■ **Given entries**:
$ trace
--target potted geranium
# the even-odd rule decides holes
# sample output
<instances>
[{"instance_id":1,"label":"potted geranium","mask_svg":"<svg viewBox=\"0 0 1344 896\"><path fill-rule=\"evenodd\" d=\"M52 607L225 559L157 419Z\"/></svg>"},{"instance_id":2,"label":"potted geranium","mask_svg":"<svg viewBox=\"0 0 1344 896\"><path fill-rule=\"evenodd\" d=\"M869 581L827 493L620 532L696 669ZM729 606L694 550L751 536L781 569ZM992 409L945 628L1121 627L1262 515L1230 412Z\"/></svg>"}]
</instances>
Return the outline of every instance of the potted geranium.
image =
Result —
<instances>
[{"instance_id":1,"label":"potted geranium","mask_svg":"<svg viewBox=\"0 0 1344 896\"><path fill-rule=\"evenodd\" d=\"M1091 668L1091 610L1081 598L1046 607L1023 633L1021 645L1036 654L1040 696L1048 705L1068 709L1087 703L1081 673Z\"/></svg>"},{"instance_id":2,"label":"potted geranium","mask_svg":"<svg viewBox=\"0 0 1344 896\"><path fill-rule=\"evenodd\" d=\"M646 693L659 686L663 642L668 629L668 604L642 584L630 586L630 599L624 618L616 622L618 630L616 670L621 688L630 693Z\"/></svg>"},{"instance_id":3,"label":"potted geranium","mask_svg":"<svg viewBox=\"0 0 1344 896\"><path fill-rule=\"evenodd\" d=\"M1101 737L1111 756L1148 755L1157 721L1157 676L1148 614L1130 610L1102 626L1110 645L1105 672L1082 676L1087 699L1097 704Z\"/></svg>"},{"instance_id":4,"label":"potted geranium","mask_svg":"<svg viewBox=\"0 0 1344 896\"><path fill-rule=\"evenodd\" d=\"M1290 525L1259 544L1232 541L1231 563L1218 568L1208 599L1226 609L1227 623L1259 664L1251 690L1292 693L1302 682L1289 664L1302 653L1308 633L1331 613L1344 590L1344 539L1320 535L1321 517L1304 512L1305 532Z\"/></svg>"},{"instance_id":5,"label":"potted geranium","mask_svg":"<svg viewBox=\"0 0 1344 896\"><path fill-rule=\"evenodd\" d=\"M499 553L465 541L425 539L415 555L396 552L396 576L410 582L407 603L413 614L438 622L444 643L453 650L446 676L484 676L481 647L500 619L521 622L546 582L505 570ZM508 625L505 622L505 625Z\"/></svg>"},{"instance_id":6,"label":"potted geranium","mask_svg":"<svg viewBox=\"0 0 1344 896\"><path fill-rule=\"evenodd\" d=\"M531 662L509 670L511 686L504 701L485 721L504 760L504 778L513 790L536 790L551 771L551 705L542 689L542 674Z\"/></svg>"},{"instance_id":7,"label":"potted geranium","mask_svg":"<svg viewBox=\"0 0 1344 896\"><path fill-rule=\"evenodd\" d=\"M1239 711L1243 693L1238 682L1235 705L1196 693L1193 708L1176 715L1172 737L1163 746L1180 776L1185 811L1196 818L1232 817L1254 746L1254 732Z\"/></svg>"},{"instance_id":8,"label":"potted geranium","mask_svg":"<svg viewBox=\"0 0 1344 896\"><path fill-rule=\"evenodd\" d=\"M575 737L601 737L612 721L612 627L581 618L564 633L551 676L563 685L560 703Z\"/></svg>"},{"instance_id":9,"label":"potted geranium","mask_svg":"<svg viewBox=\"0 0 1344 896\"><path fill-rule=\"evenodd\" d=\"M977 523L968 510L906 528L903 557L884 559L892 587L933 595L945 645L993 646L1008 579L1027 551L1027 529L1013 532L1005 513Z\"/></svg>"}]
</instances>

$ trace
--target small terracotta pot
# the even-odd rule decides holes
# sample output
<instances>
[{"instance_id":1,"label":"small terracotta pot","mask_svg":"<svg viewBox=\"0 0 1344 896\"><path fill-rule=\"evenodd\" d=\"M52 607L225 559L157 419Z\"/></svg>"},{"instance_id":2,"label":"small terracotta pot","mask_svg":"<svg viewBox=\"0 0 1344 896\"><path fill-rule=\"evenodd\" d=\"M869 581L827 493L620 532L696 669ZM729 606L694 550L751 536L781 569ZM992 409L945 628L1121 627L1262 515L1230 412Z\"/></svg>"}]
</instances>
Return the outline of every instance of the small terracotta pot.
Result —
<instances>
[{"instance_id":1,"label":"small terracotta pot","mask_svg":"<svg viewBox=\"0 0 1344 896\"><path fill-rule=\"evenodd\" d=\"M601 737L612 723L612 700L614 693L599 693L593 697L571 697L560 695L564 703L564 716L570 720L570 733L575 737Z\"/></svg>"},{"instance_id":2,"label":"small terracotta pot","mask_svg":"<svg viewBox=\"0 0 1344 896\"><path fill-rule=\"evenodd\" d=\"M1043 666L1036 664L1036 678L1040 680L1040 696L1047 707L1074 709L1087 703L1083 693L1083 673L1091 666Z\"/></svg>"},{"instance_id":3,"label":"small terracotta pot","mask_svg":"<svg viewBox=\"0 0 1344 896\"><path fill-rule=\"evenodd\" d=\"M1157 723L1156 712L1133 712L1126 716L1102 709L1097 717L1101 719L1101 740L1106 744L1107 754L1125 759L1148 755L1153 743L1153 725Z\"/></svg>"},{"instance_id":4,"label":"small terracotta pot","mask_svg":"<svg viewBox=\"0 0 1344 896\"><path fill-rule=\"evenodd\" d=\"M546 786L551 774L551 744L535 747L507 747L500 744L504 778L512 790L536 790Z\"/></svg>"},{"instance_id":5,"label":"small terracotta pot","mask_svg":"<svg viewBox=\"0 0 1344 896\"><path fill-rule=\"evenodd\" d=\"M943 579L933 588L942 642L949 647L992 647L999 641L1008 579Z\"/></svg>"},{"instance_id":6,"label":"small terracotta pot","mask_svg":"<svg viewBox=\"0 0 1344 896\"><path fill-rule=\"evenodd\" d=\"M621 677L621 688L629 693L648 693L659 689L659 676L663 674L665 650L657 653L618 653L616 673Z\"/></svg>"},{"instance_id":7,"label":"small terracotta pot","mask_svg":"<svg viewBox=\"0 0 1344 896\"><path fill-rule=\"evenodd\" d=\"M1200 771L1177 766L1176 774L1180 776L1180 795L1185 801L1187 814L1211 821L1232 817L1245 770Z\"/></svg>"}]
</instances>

■ **Short exercise**: Write out every record shown above, word for word.

■ **Written reply**:
$ trace
--target potted geranium
# the even-odd rule decides holes
# sample output
<instances>
[{"instance_id":1,"label":"potted geranium","mask_svg":"<svg viewBox=\"0 0 1344 896\"><path fill-rule=\"evenodd\" d=\"M52 607L225 559L157 419Z\"/></svg>"},{"instance_id":2,"label":"potted geranium","mask_svg":"<svg viewBox=\"0 0 1344 896\"><path fill-rule=\"evenodd\" d=\"M869 581L827 493L620 532L696 669ZM729 606L694 550L751 536L781 569ZM992 409L945 628L1121 627L1262 515L1230 412Z\"/></svg>"}]
</instances>
Return the outline of every instance of the potted geranium.
image =
Result —
<instances>
[{"instance_id":1,"label":"potted geranium","mask_svg":"<svg viewBox=\"0 0 1344 896\"><path fill-rule=\"evenodd\" d=\"M1091 668L1091 610L1081 598L1046 607L1023 633L1021 645L1036 654L1040 696L1048 705L1068 709L1087 703L1081 673Z\"/></svg>"},{"instance_id":2,"label":"potted geranium","mask_svg":"<svg viewBox=\"0 0 1344 896\"><path fill-rule=\"evenodd\" d=\"M646 693L659 686L663 642L668 629L668 604L642 584L630 586L630 599L624 618L616 622L618 630L616 670L621 688L630 693Z\"/></svg>"},{"instance_id":3,"label":"potted geranium","mask_svg":"<svg viewBox=\"0 0 1344 896\"><path fill-rule=\"evenodd\" d=\"M1101 737L1111 756L1148 755L1157 721L1157 676L1148 614L1130 610L1102 626L1110 645L1105 672L1082 676L1087 699L1097 704Z\"/></svg>"},{"instance_id":4,"label":"potted geranium","mask_svg":"<svg viewBox=\"0 0 1344 896\"><path fill-rule=\"evenodd\" d=\"M1290 525L1259 544L1232 541L1231 563L1218 568L1208 599L1226 609L1227 623L1259 664L1251 690L1292 693L1302 682L1289 664L1302 653L1308 633L1331 613L1344 590L1344 539L1320 535L1321 517L1304 512L1305 532Z\"/></svg>"},{"instance_id":5,"label":"potted geranium","mask_svg":"<svg viewBox=\"0 0 1344 896\"><path fill-rule=\"evenodd\" d=\"M499 553L465 541L425 539L415 555L396 552L396 576L410 582L407 603L413 614L438 622L444 643L453 650L446 676L484 676L481 647L500 619L521 622L546 582L505 570ZM508 625L505 622L505 625Z\"/></svg>"},{"instance_id":6,"label":"potted geranium","mask_svg":"<svg viewBox=\"0 0 1344 896\"><path fill-rule=\"evenodd\" d=\"M531 662L509 670L511 686L504 701L485 721L504 760L504 778L513 790L536 790L551 771L551 705L542 689L542 674Z\"/></svg>"},{"instance_id":7,"label":"potted geranium","mask_svg":"<svg viewBox=\"0 0 1344 896\"><path fill-rule=\"evenodd\" d=\"M1239 711L1243 693L1238 682L1235 705L1196 693L1193 708L1176 715L1172 737L1163 746L1180 776L1185 811L1196 818L1232 817L1254 746L1254 732Z\"/></svg>"},{"instance_id":8,"label":"potted geranium","mask_svg":"<svg viewBox=\"0 0 1344 896\"><path fill-rule=\"evenodd\" d=\"M575 737L601 737L612 721L612 627L581 618L564 633L551 676L563 685L560 703Z\"/></svg>"},{"instance_id":9,"label":"potted geranium","mask_svg":"<svg viewBox=\"0 0 1344 896\"><path fill-rule=\"evenodd\" d=\"M977 523L968 510L906 528L903 557L884 559L892 587L933 595L945 645L993 646L1008 579L1027 551L1027 529L1013 532L1005 513Z\"/></svg>"}]
</instances>

$ trace
--target small terracotta pot
# the even-odd rule decides holes
# sample output
<instances>
[{"instance_id":1,"label":"small terracotta pot","mask_svg":"<svg viewBox=\"0 0 1344 896\"><path fill-rule=\"evenodd\" d=\"M52 607L225 559L157 419Z\"/></svg>"},{"instance_id":2,"label":"small terracotta pot","mask_svg":"<svg viewBox=\"0 0 1344 896\"><path fill-rule=\"evenodd\" d=\"M869 581L827 493L620 532L696 669ZM729 606L694 550L751 536L781 569ZM992 409L945 628L1121 627L1262 515L1230 412Z\"/></svg>"}]
</instances>
Return the outline of every instance of the small terracotta pot.
Result —
<instances>
[{"instance_id":1,"label":"small terracotta pot","mask_svg":"<svg viewBox=\"0 0 1344 896\"><path fill-rule=\"evenodd\" d=\"M601 737L612 723L612 700L614 693L599 693L593 697L571 697L560 695L564 703L564 716L570 720L570 733L575 737Z\"/></svg>"},{"instance_id":2,"label":"small terracotta pot","mask_svg":"<svg viewBox=\"0 0 1344 896\"><path fill-rule=\"evenodd\" d=\"M1043 666L1036 664L1036 678L1040 680L1040 696L1047 707L1074 709L1087 703L1083 693L1083 673L1091 666Z\"/></svg>"},{"instance_id":3,"label":"small terracotta pot","mask_svg":"<svg viewBox=\"0 0 1344 896\"><path fill-rule=\"evenodd\" d=\"M1157 723L1156 712L1133 712L1126 716L1102 709L1097 717L1101 719L1101 740L1106 744L1107 754L1125 759L1148 755L1153 743L1153 725Z\"/></svg>"},{"instance_id":4,"label":"small terracotta pot","mask_svg":"<svg viewBox=\"0 0 1344 896\"><path fill-rule=\"evenodd\" d=\"M546 786L551 774L551 744L535 747L507 747L500 744L504 778L512 790L536 790Z\"/></svg>"},{"instance_id":5,"label":"small terracotta pot","mask_svg":"<svg viewBox=\"0 0 1344 896\"><path fill-rule=\"evenodd\" d=\"M943 579L933 588L942 642L949 647L992 647L999 641L1008 579Z\"/></svg>"},{"instance_id":6,"label":"small terracotta pot","mask_svg":"<svg viewBox=\"0 0 1344 896\"><path fill-rule=\"evenodd\" d=\"M621 677L621 688L629 693L648 693L659 689L659 676L663 674L665 650L657 653L618 653L616 673Z\"/></svg>"},{"instance_id":7,"label":"small terracotta pot","mask_svg":"<svg viewBox=\"0 0 1344 896\"><path fill-rule=\"evenodd\" d=\"M1200 771L1177 766L1176 774L1180 776L1180 795L1185 801L1187 814L1211 821L1232 817L1245 770Z\"/></svg>"}]
</instances>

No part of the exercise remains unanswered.